--- Selected passage Enclosed Below ---
Workflow engine for causal discovery and inference
Project description
causaliq-workflow
GitHub Actions-inspired workflow orchestration for causal discovery experiments within the CausalIQ ecosystem. Execute causal discovery workflows using familiar CI/CD patterns with conservative execution and comprehensive action framework.
Status
🚧 Active Development - This repository is currently in active development, which involves:
- migrating functionality from the legacy monolithic discovery repo to support legacy experiments and analysis
- ensure CausalIQ development standards are met
- adding new features to provide a comprehensive, open, causal discovery workflow.
Features
✅ Implemented Releases
-
Release v0.1.0 - Workflow Foundations: Plug-in actions, basic workflow and CLI support, 100% test coverage
-
Release v0.2.0 - Knowledge Workflows: Integrate with causaliq-knowledge generate_graph action and write results to workflow caches.
-
Release v0.3.0 - Aggregation Workflows: Matrix-driven aggregation processing with filter expressions for multi-source workflows.
-
Release v0.4.0 - Conservative Execution: Formalise action patterns and implement conservative execution for creation, update and aggregation steps.
-
Release v0.5.0 - Multi-step Workflows: Multi-step workflows and matrix nulls as wildcards.
See Git commit history for detailed implementation progress
🛣️ Upcoming Releases
- Release v0.6.0 - Step Output Chaining: Step output references and cache restoration for resumable workflows.
- Release v0.7.0 - Enhanced Workflow: Dry and comparison runs, runtime estimation and processing summary
- Release v0.8.0 - Discovery Integration: Structure learning algorithms integrated
causaliq-core Integration
causaliq-workflow builds on causaliq-core for its action framework and caching infrastructure:
- CausalIQActionProvider - Base class for all action providers
- ActionInput/ActionResult - Type-safe action interfaces
- ActionValidationError/ActionExecutionError - Exception handling
- TokenCache/JsonCompressor - SQLite-based caching with JSON tokenisation
Brief Example Usage
Example Workflow Definition, experiment.yml:
description: "Causal Discovery Experiment"
id: "experiment-001"
--- End of Enclosed Selected passage ---
--- Source material Enclosed Below ---
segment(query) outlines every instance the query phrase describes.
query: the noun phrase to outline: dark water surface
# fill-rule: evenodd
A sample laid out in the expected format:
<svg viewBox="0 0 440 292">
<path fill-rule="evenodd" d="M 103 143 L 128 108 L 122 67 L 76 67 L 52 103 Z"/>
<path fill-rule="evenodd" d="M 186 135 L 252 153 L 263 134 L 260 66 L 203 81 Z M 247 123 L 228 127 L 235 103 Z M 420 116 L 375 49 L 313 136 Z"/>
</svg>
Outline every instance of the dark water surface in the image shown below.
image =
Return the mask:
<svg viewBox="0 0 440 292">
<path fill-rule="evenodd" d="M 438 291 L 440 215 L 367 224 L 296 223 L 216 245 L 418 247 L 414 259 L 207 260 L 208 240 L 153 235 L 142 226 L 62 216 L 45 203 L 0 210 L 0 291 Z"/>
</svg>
--- End of Enclosed Source material ---
> **Task requirements**:
1) Answer these about the causaliq-workflow description:
(a) Which release added multi-step workflows?
(b) Which package provides the action framework and caching infrastructure that causaliq-workflow builds on?
(c) What id does the example workflow definition give?
2) Write out the part of the causaliq-workflow description that runs from "Workflow engine for" up to and including "causal discovery workflow.", copied word for word.

> **Your responses**:
1)
(a) Release v0.5.0 (Multi-step Workflows)
(b) causaliq-core
(c) "experiment-001"

2)
Workflow engine for causal discovery and inference
Project description
causaliq-workflow
GitHub Actions-inspired workflow orchestration for causal discovery experiments within the CausalIQ ecosystem. Execute causal discovery workflows using familiar CI/CD patterns with conservative execution and comprehensive action framework.
Status
🚧 Active Development - This repository is currently in active development, which involves:
- migrating functionality from the legacy monolithic discovery repo to support legacy experiments and analysis
- ensure CausalIQ development standards are met
- adding new features to provide a comprehensive, open, causal discovery workflow.